Action item
Please print out the entries below unchanged and skip the images.

Data records
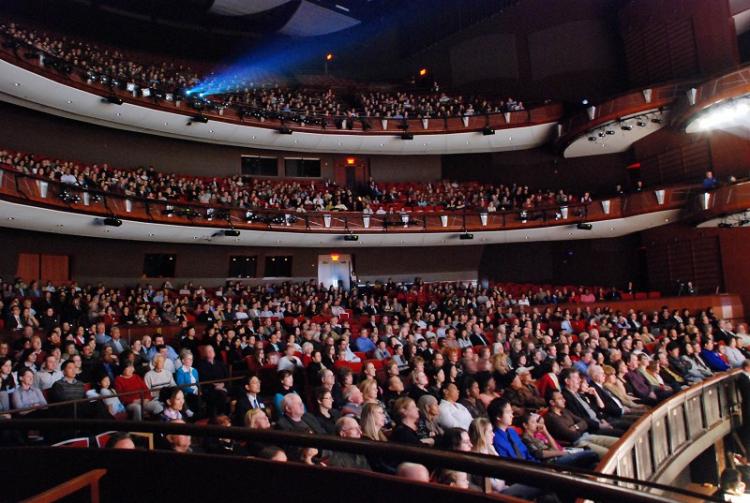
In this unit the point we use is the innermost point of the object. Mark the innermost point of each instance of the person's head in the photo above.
(413, 471)
(500, 413)
(175, 399)
(257, 419)
(373, 420)
(286, 379)
(352, 394)
(69, 369)
(159, 362)
(348, 427)
(555, 399)
(428, 406)
(179, 442)
(292, 406)
(450, 392)
(120, 440)
(369, 389)
(480, 434)
(406, 410)
(26, 376)
(731, 482)
(457, 439)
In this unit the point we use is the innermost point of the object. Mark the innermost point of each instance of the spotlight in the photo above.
(113, 100)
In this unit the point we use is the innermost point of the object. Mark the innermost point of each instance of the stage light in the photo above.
(113, 100)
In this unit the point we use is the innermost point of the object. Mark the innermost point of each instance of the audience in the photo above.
(526, 350)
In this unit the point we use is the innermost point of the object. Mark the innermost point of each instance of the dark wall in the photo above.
(710, 257)
(593, 262)
(533, 50)
(121, 262)
(73, 140)
(670, 39)
(541, 169)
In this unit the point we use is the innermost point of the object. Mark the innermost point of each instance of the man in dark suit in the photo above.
(571, 382)
(248, 400)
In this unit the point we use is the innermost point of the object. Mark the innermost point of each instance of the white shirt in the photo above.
(454, 415)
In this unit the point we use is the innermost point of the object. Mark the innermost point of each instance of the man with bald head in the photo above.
(348, 427)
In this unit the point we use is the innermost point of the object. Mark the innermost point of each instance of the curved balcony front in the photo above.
(33, 203)
(26, 81)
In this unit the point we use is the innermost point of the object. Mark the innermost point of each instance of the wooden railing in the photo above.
(661, 443)
(36, 191)
(89, 479)
(624, 105)
(33, 59)
(565, 481)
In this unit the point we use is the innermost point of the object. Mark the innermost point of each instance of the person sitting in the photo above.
(543, 446)
(211, 368)
(570, 428)
(453, 414)
(134, 392)
(326, 415)
(248, 400)
(348, 427)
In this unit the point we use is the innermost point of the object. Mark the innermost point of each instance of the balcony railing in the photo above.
(661, 443)
(37, 191)
(174, 100)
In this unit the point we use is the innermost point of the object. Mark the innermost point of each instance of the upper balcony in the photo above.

Exercise solution
In this unit the point we use is the innermost point of the object. Mark the innermost point of each instance of the person's head in the photo above.
(413, 471)
(500, 413)
(175, 399)
(257, 419)
(373, 420)
(286, 379)
(352, 394)
(69, 369)
(159, 362)
(348, 427)
(555, 399)
(428, 406)
(179, 442)
(292, 406)
(450, 392)
(120, 440)
(369, 389)
(480, 434)
(406, 410)
(26, 376)
(731, 482)
(457, 439)
In this unit the point we use is the innermost point of the object. Mark the innermost point of each instance of the spotlight in the photo above.
(113, 100)
In this unit the point we use is the innermost point of the object. Mark the innermost point of each instance of the stage light in the photo above.
(113, 100)
In this unit the point we use is the innermost point of the object. Mark the innermost point of each instance of the audience in the photo above.
(526, 350)
In this unit the point we use is the innermost point of the object. Mark the innermost point of each instance of the dark wall in the photo above.
(710, 257)
(593, 262)
(533, 50)
(121, 262)
(73, 140)
(670, 39)
(541, 169)
In this unit the point we use is the innermost point of the object. Mark the innermost point of each instance of the man in dark suit in the photo above.
(571, 382)
(248, 400)
In this unit the point we use is the innermost point of the object. Mark the innermost point of each instance of the white shirt in the photo above.
(454, 415)
In this unit the point we use is the innermost point of the object. Mark the innermost point of each instance of the man with bald head in the photo above.
(348, 427)
In this unit the point we use is the innermost point of the object. Mark the innermost point of each instance of the curved balcony front in the photo above.
(33, 203)
(26, 81)
In this unit the point we use is the innermost point of the object. Mark the innermost point of each instance of the wooden railing in the photo above.
(661, 443)
(36, 191)
(89, 479)
(624, 105)
(33, 59)
(565, 481)
In this unit the point we use is the innermost point of the object. Mark the innermost point of each instance of the person sitting in the photo above.
(543, 446)
(211, 368)
(570, 428)
(453, 414)
(134, 392)
(326, 415)
(248, 400)
(348, 427)
In this unit the point we use is the innermost point of the object. Mark the innermost point of each instance of the balcony railing in the photo above.
(661, 443)
(37, 191)
(174, 100)
In this unit the point we use is the innermost point of the object. Mark the innermost point of each instance of the upper balcony in the photo above.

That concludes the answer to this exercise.